> [What you are asked to do]: Reproduce the lines below without any changes, starting from the line containing "Target: groom's hand" and continuing through the last line, with both ends included.

-- Begin Exercise materials --

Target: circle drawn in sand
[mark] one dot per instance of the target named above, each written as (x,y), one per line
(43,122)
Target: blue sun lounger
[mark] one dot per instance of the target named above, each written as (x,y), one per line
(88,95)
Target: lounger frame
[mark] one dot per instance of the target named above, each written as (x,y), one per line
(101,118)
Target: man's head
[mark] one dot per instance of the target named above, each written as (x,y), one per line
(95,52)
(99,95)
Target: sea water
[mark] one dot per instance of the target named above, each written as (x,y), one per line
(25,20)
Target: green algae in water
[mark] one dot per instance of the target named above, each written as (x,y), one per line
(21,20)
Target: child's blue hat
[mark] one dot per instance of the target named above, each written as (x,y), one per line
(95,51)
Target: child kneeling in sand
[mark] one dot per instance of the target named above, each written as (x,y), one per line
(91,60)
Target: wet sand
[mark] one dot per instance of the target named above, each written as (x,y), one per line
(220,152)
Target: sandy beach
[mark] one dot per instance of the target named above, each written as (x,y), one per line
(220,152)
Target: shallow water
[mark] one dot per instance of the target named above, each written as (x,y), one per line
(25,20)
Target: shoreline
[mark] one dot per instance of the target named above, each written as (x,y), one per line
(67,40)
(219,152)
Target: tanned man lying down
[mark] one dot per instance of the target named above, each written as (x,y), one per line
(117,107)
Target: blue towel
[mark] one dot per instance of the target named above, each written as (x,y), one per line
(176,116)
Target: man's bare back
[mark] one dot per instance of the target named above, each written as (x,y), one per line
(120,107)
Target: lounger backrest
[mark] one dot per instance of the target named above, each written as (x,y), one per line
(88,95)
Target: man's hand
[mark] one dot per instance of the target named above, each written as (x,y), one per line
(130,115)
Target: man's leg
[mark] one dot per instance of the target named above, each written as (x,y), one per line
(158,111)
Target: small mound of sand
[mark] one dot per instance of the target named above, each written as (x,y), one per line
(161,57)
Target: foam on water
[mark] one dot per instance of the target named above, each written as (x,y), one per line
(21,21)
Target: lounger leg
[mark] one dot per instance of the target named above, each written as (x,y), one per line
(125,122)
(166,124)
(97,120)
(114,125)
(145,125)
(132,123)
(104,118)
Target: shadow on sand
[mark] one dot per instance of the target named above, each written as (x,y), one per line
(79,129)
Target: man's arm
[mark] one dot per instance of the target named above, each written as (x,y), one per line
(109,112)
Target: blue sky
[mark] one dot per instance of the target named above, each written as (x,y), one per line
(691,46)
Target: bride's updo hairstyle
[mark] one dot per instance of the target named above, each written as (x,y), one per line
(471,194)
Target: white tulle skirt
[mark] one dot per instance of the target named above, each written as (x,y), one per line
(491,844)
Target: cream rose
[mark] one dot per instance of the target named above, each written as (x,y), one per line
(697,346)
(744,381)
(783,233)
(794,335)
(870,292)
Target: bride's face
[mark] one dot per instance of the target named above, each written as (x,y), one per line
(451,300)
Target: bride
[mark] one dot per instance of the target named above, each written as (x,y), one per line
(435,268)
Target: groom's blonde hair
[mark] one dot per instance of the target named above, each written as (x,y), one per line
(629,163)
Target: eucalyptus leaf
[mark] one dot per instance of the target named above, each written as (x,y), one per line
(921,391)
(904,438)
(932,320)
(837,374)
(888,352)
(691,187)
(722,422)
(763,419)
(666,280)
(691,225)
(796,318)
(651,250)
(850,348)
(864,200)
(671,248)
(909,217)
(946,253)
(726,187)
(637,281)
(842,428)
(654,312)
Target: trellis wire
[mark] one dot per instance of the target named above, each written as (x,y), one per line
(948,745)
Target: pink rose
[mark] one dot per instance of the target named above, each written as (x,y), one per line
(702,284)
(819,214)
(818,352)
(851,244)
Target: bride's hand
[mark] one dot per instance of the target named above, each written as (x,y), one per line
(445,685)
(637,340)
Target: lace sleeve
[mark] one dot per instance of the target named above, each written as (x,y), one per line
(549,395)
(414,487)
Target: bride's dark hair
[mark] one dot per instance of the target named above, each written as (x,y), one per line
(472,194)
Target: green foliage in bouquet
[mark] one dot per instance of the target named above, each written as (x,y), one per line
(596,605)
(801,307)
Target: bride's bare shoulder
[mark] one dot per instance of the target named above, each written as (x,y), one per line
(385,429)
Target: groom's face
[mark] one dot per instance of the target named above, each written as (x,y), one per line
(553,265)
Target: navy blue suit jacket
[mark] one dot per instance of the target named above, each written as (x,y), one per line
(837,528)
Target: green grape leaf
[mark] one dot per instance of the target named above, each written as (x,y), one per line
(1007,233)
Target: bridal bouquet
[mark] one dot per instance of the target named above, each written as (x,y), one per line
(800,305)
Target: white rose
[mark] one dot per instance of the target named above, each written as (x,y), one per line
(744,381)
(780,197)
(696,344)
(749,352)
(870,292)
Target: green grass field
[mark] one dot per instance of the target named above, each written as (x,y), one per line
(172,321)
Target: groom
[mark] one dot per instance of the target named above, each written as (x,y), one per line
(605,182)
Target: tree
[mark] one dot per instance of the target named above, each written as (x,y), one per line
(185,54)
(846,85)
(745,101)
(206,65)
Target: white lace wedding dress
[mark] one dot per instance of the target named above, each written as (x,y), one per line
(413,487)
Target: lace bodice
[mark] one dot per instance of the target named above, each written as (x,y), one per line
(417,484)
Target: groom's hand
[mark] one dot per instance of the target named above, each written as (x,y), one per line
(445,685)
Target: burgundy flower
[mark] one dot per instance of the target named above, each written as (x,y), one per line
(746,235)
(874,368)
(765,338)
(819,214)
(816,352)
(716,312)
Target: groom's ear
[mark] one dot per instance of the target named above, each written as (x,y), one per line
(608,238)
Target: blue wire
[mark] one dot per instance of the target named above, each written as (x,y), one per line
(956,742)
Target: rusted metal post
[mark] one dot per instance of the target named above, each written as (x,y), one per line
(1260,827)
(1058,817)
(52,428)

-- End Exercise materials --

> [Exercise answer]:
Target: groom's hand
[mark] one dot per instance of the target named above, each written as (x,y), one per line
(445,685)
Target: burgundy flower
[mark] one dot per instance of the target named above, each written as (x,y), one per line
(746,235)
(874,368)
(765,338)
(819,214)
(816,352)
(716,312)
Target: groom's ear
[mark] one dot per instance of the target named above, each written as (x,y), one per line
(608,238)
Target: blue wire
[mark] one dot per instance of the target named above, each written as (x,y), one per line
(956,742)
Target: rusted metal post
[mark] one dot per instance of the target named above, each written as (x,y), one per line
(1260,827)
(1058,817)
(52,428)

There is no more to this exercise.